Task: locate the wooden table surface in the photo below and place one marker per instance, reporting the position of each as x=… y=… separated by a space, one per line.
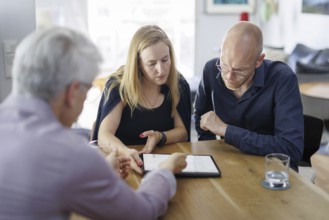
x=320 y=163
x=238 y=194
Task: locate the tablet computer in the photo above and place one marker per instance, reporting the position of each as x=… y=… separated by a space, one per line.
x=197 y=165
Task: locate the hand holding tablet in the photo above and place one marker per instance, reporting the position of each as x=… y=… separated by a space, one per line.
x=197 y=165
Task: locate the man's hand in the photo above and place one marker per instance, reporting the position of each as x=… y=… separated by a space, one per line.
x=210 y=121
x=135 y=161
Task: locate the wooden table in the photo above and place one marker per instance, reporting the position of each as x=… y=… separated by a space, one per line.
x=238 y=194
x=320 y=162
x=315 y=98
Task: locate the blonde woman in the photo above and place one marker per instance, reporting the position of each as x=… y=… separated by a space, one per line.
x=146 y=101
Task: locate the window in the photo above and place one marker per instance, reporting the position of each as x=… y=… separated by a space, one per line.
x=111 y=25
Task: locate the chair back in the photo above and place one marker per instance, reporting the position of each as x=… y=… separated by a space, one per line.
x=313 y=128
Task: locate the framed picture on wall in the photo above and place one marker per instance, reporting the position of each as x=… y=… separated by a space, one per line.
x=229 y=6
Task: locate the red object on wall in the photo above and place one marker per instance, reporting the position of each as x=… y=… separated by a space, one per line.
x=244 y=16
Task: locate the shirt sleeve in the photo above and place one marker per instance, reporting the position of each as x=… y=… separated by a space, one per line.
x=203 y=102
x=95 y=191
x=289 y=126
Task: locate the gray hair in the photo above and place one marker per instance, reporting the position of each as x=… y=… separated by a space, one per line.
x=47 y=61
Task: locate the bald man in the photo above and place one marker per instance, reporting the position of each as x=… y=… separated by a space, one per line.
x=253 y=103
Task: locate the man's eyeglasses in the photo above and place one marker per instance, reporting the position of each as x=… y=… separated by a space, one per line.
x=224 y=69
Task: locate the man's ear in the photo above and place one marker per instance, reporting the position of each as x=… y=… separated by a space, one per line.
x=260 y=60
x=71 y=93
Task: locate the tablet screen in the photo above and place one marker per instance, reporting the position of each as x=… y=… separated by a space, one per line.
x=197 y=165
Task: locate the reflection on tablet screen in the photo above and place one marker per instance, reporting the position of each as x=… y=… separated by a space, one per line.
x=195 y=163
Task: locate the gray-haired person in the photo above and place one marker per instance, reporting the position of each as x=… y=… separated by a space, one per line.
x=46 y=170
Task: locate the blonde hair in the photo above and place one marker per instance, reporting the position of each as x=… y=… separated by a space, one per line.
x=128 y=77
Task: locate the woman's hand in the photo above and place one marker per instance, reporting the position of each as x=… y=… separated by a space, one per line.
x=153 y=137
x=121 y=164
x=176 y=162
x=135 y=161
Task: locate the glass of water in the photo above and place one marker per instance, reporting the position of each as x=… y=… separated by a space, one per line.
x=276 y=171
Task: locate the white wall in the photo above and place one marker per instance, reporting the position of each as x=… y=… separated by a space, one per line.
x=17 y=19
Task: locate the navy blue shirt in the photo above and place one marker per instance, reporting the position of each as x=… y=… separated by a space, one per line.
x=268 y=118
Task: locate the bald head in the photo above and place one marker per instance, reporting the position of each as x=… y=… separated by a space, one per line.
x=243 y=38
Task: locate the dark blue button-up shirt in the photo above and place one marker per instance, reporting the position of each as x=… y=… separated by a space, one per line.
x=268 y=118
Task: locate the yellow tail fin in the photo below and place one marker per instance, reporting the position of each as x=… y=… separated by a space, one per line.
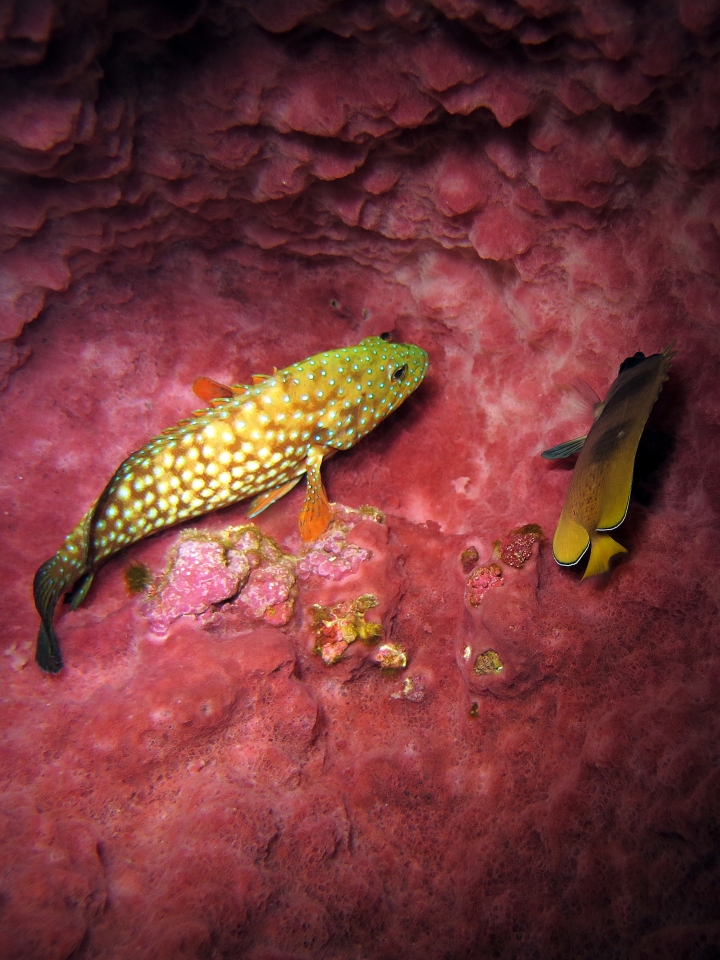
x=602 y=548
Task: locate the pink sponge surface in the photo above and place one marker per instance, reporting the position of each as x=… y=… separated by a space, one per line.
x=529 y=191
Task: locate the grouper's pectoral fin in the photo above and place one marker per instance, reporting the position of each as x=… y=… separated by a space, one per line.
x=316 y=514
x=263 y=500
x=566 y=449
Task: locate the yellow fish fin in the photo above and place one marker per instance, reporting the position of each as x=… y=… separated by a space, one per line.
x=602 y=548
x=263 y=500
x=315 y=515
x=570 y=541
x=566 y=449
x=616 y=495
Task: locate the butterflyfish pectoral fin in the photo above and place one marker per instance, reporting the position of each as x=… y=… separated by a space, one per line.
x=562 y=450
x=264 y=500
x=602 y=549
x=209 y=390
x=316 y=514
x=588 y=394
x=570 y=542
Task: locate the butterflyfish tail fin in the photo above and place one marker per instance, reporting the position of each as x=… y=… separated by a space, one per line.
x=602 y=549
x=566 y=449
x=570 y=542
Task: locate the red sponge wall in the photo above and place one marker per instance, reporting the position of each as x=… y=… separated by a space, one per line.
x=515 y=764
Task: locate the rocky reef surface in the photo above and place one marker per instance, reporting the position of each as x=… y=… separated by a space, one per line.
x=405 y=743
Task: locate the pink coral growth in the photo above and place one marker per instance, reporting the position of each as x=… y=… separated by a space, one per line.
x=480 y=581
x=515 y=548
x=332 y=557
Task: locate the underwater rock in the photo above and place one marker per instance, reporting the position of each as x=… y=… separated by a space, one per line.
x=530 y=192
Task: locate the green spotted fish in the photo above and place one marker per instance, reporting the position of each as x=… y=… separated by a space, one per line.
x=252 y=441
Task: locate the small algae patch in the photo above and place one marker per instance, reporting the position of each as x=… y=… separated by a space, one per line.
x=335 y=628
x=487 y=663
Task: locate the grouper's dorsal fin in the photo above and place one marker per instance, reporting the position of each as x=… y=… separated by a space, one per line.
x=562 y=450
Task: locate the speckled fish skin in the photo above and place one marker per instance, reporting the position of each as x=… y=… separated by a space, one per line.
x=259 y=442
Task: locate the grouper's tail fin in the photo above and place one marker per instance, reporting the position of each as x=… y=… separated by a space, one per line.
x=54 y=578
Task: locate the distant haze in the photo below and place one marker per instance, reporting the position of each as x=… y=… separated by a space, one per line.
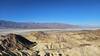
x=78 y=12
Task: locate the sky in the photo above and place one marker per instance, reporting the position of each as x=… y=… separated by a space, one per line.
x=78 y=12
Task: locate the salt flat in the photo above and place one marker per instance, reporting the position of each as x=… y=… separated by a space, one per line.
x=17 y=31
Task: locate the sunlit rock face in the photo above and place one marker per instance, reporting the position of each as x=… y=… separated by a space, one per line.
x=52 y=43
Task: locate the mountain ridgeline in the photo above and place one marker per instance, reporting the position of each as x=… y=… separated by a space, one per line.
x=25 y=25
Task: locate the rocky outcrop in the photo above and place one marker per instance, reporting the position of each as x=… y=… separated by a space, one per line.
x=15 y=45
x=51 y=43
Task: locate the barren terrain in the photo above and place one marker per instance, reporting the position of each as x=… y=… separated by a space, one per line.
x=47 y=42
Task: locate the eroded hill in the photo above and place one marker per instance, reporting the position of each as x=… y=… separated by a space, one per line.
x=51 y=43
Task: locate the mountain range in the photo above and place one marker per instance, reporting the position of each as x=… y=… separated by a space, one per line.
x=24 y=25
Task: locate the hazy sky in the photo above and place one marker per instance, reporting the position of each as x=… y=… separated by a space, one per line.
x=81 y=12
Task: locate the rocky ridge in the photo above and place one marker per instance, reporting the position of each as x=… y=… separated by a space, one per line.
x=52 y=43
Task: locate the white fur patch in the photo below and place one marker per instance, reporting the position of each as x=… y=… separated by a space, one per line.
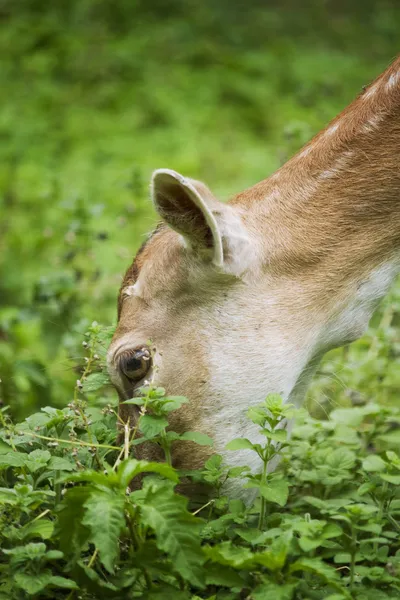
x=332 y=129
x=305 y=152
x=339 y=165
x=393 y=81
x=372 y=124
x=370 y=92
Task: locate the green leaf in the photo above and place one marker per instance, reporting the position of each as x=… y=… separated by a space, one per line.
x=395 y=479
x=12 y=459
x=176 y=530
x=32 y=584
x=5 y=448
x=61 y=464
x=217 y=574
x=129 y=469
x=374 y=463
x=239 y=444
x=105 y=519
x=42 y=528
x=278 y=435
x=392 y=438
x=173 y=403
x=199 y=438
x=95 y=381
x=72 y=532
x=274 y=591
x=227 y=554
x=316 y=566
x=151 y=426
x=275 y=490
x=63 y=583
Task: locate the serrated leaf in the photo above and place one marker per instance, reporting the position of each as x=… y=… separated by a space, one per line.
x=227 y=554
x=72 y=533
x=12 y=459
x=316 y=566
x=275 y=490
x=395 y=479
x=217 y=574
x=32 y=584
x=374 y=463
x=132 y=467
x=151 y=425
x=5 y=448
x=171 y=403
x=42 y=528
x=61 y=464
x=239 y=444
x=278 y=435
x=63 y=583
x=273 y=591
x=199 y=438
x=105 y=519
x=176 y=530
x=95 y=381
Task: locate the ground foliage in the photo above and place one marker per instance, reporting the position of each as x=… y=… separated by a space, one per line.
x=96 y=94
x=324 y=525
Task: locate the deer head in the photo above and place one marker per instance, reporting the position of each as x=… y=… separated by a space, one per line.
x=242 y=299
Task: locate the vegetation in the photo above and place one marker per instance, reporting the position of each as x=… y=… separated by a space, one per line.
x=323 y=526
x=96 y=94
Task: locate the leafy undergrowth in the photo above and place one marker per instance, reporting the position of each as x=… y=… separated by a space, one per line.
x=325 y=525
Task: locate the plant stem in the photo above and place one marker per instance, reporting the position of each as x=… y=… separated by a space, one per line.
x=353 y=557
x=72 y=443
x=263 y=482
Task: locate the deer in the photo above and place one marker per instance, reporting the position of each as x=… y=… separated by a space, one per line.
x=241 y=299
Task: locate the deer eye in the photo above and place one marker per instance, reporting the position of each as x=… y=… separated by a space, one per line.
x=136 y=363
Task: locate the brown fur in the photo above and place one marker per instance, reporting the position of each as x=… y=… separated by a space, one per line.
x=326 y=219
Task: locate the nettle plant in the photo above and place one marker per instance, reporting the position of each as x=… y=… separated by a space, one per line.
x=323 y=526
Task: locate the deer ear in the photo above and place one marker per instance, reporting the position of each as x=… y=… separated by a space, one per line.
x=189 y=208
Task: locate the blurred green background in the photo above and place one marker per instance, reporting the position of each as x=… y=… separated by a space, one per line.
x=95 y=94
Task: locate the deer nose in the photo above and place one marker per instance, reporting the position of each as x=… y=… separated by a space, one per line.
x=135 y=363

········

■ Written exercise: Can you rewrite the listing above as a numbered list, beginning at the line that contains "Task: locate the white fur" and stopping after the line that contains "x=136 y=363"? Drop any blank lines and leave the pictures out.

■ Correct result:
1. Task: locate the white fur patch in the photo below and place one marker per instance, reporting the position of each as x=… y=… separated by a space, one per line.
2. x=332 y=129
3. x=305 y=152
4. x=339 y=165
5. x=393 y=81
6. x=372 y=124
7. x=370 y=92
8. Task: locate the green leaf in the photo above and place one marker per instance, reporting the position of each as x=… y=… separated by a space, one per line.
9. x=395 y=479
10. x=12 y=459
11. x=176 y=530
12. x=32 y=584
13. x=5 y=448
14. x=61 y=464
15. x=217 y=574
16. x=129 y=469
17. x=374 y=463
18. x=239 y=444
19. x=105 y=519
20. x=42 y=528
21. x=278 y=435
22. x=392 y=438
23. x=173 y=403
24. x=199 y=438
25. x=95 y=381
26. x=72 y=532
27. x=274 y=591
28. x=227 y=554
29. x=316 y=566
30. x=151 y=426
31. x=275 y=490
32. x=63 y=583
33. Task: locate the serrated leaf in the photo above and place one marker per instance, reporting the position of each as x=… y=… separated by a space, one per line.
34. x=227 y=554
35. x=72 y=533
36. x=12 y=459
37. x=316 y=566
38. x=275 y=490
39. x=395 y=479
40. x=217 y=574
41. x=32 y=584
42. x=374 y=463
43. x=132 y=467
44. x=151 y=425
45. x=5 y=448
46. x=171 y=403
47. x=42 y=528
48. x=61 y=464
49. x=239 y=444
50. x=278 y=435
51. x=63 y=583
52. x=273 y=591
53. x=199 y=438
54. x=105 y=519
55. x=176 y=530
56. x=95 y=381
57. Task: locate the ground foliage in the photo above and place one marker per instance, reporting the position of each as x=… y=… separated by a space, one per line.
58. x=96 y=94
59. x=324 y=525
60. Task: locate the deer head in the photo above and place one marker per instance, reporting the position of each as x=… y=… separated by a space, one per line.
61. x=242 y=299
62. Task: locate the vegetation in the photo above and place one marker per instance, reporting the position of each as x=… y=… separated by a space, one per line.
63. x=323 y=526
64. x=96 y=94
65. Task: locate the leafy undergrowth in the photo above and place one marker per instance, reporting the position of each as x=… y=… separated by a space, one per line.
66. x=325 y=525
67. Task: locate the plant stem in the photo above and place one marker per instance, reporting the position of each as x=… y=… separated by a space, one per line.
68. x=353 y=557
69. x=72 y=443
70. x=263 y=482
71. Task: locate the deer in the photo above and place one marker per instance, reporting the position of each as x=… y=… separated by a space, one per line.
72. x=241 y=299
73. Task: locate the deer eye in the photo above and place one marker per instance, reporting the position of each as x=… y=… separated by a space, one per line.
74. x=136 y=363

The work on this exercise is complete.